(The exercise)
Repeat the whole listing below, word for word.

Extracted records:
## begin

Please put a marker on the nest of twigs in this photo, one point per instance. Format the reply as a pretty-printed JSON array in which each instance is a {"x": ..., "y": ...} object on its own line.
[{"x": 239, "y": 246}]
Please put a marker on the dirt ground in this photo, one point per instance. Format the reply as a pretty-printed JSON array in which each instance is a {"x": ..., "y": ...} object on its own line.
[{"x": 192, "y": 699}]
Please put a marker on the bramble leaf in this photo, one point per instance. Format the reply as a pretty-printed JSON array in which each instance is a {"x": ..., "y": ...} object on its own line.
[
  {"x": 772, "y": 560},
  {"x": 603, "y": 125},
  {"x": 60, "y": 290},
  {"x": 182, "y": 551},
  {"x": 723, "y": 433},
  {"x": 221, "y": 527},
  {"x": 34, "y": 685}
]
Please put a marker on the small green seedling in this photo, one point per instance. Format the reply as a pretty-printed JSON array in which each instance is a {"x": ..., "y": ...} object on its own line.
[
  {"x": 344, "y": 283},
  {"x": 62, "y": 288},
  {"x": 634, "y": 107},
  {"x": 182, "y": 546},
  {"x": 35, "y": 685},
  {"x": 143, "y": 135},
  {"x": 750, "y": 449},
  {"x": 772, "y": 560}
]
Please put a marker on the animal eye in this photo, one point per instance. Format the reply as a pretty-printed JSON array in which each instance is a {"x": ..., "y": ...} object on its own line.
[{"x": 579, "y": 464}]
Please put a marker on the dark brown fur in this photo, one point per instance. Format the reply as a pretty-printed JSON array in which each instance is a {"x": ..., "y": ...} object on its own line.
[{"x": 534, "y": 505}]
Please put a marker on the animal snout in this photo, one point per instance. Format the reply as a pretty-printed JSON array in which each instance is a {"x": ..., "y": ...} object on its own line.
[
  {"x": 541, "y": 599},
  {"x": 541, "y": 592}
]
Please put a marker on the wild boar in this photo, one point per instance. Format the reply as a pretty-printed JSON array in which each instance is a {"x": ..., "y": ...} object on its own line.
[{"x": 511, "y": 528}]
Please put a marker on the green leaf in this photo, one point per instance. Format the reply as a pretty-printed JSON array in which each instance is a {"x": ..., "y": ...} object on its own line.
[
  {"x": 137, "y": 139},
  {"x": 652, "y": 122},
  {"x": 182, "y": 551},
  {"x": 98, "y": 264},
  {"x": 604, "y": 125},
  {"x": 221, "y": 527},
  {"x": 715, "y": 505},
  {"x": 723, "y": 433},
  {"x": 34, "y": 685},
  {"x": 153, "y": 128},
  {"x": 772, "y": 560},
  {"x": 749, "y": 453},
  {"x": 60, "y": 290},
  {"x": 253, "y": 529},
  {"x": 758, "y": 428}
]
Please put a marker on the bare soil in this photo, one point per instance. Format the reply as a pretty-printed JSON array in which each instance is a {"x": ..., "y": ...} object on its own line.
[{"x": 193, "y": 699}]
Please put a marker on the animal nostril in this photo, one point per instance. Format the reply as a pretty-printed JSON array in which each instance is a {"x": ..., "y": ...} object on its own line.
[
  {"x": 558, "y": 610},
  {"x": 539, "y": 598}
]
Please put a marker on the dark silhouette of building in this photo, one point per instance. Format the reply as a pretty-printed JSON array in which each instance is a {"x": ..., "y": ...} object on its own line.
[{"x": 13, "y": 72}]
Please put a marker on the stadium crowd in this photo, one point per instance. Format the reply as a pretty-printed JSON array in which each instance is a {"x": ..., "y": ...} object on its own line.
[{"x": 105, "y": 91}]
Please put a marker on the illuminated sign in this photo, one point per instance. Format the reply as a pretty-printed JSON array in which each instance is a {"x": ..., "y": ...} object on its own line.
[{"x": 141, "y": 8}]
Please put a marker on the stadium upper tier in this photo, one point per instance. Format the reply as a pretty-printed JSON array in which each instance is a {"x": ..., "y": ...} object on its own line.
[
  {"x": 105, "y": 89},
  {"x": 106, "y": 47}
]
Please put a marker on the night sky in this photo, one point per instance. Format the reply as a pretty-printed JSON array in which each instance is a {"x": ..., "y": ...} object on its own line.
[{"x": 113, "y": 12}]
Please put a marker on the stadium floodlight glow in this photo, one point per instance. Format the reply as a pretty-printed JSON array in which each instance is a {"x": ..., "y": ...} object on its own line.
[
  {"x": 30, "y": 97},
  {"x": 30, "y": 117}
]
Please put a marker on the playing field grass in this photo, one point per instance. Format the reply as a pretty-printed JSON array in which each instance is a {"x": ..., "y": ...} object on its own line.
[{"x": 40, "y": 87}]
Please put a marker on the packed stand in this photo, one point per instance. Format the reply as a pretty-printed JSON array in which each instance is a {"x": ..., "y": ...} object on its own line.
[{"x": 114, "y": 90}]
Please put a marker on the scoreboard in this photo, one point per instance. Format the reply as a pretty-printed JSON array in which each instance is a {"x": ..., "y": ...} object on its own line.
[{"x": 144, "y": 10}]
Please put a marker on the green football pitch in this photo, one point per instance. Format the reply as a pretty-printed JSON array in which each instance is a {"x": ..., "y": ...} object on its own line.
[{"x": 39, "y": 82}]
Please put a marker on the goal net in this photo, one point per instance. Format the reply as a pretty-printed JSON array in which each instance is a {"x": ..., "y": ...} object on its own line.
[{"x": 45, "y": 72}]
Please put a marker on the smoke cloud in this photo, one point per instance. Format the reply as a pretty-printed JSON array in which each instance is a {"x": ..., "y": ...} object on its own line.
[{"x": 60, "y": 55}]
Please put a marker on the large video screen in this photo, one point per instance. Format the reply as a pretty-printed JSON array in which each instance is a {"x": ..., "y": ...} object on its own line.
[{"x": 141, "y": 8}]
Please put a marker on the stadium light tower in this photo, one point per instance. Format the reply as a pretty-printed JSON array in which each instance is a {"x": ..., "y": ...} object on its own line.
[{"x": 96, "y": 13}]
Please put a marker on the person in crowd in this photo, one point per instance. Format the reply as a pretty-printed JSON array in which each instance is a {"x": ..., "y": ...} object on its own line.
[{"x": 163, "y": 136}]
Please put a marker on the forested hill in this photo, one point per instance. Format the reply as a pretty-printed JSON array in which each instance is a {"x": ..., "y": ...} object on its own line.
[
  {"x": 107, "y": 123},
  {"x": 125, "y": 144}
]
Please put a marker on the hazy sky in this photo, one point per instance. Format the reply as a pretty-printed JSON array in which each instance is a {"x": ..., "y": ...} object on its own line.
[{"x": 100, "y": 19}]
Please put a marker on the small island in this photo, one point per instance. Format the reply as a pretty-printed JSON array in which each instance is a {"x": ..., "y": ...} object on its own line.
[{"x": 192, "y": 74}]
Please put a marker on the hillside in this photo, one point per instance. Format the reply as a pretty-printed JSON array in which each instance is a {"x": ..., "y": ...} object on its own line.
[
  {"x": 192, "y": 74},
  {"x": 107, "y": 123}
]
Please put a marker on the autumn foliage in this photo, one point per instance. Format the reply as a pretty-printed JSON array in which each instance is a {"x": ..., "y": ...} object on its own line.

## end

(Task result)
Please put a marker on the nest of twigs in this photo, one point per instance. Format the reply as a pretty-printed JSON array in which each instance is a {"x": ..., "y": ...} object on its own line.
[{"x": 239, "y": 246}]
Please put a marker on the dirt ground in this photo, one point per instance. Format the reply as a pretty-printed JSON array in which each instance is a {"x": ..., "y": ...} object on its own line.
[{"x": 192, "y": 699}]
Please put a marker on the bramble leaf in this photo, one point per instance. Format the reply as a pretty-printed JSON array in which each instance is a {"x": ..., "y": ...} object on its own line.
[
  {"x": 772, "y": 560},
  {"x": 603, "y": 125},
  {"x": 60, "y": 290},
  {"x": 182, "y": 551},
  {"x": 723, "y": 433},
  {"x": 221, "y": 527},
  {"x": 34, "y": 685}
]
Please put a marker on the small green seedling in this photo, one point per instance. Format the reply as a pretty-printed JSON array in which each instance is a {"x": ..., "y": ...} object on its own line.
[
  {"x": 344, "y": 283},
  {"x": 62, "y": 288},
  {"x": 634, "y": 107},
  {"x": 182, "y": 546},
  {"x": 35, "y": 685},
  {"x": 143, "y": 135},
  {"x": 750, "y": 449},
  {"x": 772, "y": 560}
]
Please put a marker on the animal eye in this photo, one point per instance. Format the reply as a pretty-printed JSON array in which each instance is a {"x": ..., "y": ...} object on its own line.
[{"x": 579, "y": 464}]
Please put a marker on the dark brown fur in this photo, one point per instance. Format the reply as a pretty-printed JSON array in which each instance is a {"x": ..., "y": ...} object on its own line.
[{"x": 534, "y": 505}]
Please put a marker on the animal snout in this photo, one point per instance. Format the reply as a pretty-printed JSON array in which each instance is a {"x": ..., "y": ...} object on its own line.
[
  {"x": 541, "y": 599},
  {"x": 541, "y": 592}
]
Please put a marker on the wild boar in this photo, one point per instance. Format the reply as a pretty-printed JSON array in which each instance is a {"x": ..., "y": ...} object on its own line.
[{"x": 511, "y": 528}]
Please put a marker on the green leaf in this photo, one point per instance. Format the reply as a pretty-printed JSON array in which each instance is a {"x": ..., "y": ...} object on its own line.
[
  {"x": 137, "y": 139},
  {"x": 652, "y": 122},
  {"x": 182, "y": 551},
  {"x": 98, "y": 264},
  {"x": 604, "y": 125},
  {"x": 221, "y": 527},
  {"x": 715, "y": 505},
  {"x": 723, "y": 433},
  {"x": 34, "y": 685},
  {"x": 153, "y": 128},
  {"x": 772, "y": 560},
  {"x": 749, "y": 453},
  {"x": 60, "y": 290},
  {"x": 253, "y": 529},
  {"x": 758, "y": 428}
]
Please put a marker on the bare soil in this photo, one point per instance. Format the reply as a pretty-printed JSON array in which each instance is a {"x": ..., "y": ...} object on its own line.
[{"x": 193, "y": 699}]
Please put a marker on the animal nostril in this photo, one point per instance. Format the reply as a pretty-printed JSON array in which each instance is a {"x": ..., "y": ...} object on its own line.
[
  {"x": 558, "y": 610},
  {"x": 539, "y": 598}
]
Please put a marker on the dark silhouette of building in this photo, one point per instance. Format the reply as a pretty-printed JSON array in which each instance is a {"x": ..., "y": ...} object on its own line.
[{"x": 13, "y": 72}]
Please put a marker on the stadium crowd in this photo, one point per instance. Format the reply as a pretty-printed JSON array in which each instance is a {"x": ..., "y": ...} object on its own line.
[{"x": 105, "y": 91}]
Please put a marker on the illuminated sign in this photo, one point per instance. Format the reply as a pretty-printed JSON array in which each instance is a {"x": ..., "y": ...} object on its own line.
[{"x": 141, "y": 8}]
Please put a marker on the stadium upper tier in this photo, one point per instance. Format the reply as a pretty-printed JSON array in which each instance is a {"x": ..., "y": ...} object on its own line.
[
  {"x": 105, "y": 89},
  {"x": 106, "y": 47}
]
Please put a marker on the night sky in this photo, one point per instance. Format the reply as a pretty-printed JSON array in which each instance is a {"x": ..., "y": ...} object on its own line.
[{"x": 113, "y": 12}]
Please put a marker on the stadium floodlight glow in this photo, one point per instance. Format the reply as a pretty-printed JSON array in which each instance is a {"x": ..., "y": ...} object on its own line.
[
  {"x": 30, "y": 97},
  {"x": 30, "y": 117}
]
Please put a marker on the playing field grass in this photo, one point per instance. Format the reply as a pretty-printed JSON array in which each instance is a {"x": ..., "y": ...} object on its own line.
[{"x": 40, "y": 87}]
Please put a marker on the packed stand in this photo, one point per instance. Format the reply as a pretty-printed JSON array in which each instance is a {"x": ..., "y": ...} object on its own line.
[{"x": 114, "y": 90}]
Please put a marker on the scoreboard in this photo, one point per instance. Format the reply as a pretty-printed JSON array in which each instance is a {"x": ..., "y": ...} object on its own line.
[{"x": 144, "y": 10}]
Please put a marker on the green football pitch in this photo, one point per instance. Format the reply as a pretty-printed JSON array in which each instance is a {"x": ..., "y": ...} object on its own line.
[{"x": 39, "y": 82}]
Please put a marker on the goal net in this photo, one point per instance. Format the reply as a pretty-printed JSON array in which each instance is a {"x": ..., "y": ...} object on its own line.
[{"x": 45, "y": 72}]
Please put a marker on the smoke cloud in this photo, one point per instance. Format the reply as a pretty-printed JSON array in which each instance is a {"x": ..., "y": ...} object on its own line.
[{"x": 60, "y": 55}]
Please put a marker on the large video screen in this photo, one point per instance. Format the reply as a pretty-printed JSON array in which each instance is a {"x": ..., "y": ...} object on its own line.
[{"x": 141, "y": 8}]
Please put a marker on the stadium light tower in this photo, one point per instance. Format the reply as a pretty-printed JSON array in which each instance is a {"x": ..., "y": ...} object on its own line.
[{"x": 96, "y": 13}]
Please put a marker on the person in crowd in this photo, one point per instance. Format the reply as a pretty-printed JSON array in which each instance is a {"x": ..., "y": ...} object on its own line.
[{"x": 163, "y": 136}]
Please put a marker on the forested hill in this photo, one point per instance. Format the reply as a pretty-printed JSON array in which each instance is a {"x": ..., "y": ...} object on its own line.
[
  {"x": 107, "y": 123},
  {"x": 125, "y": 144}
]
Please put a marker on the hazy sky in this photo, one point per instance. Format the reply as a pretty-printed JSON array in which each instance is a {"x": ..., "y": ...} object on its own line.
[{"x": 100, "y": 19}]
Please put a marker on the small island in this photo, one point per instance. Format the reply as a pretty-printed JSON array in which each instance is a {"x": ..., "y": ...} object on its own line.
[{"x": 192, "y": 74}]
Please put a marker on the hillside in this photo, one point per instance. Format the reply as a pretty-printed JSON array in which each instance is a {"x": ..., "y": ...} object on its own line.
[
  {"x": 192, "y": 74},
  {"x": 107, "y": 123}
]
Please put a marker on the autumn foliage in this photo, one point per instance. Format the reply as a pretty-printed JSON array in which each instance is a {"x": ..., "y": ...} object on its own line.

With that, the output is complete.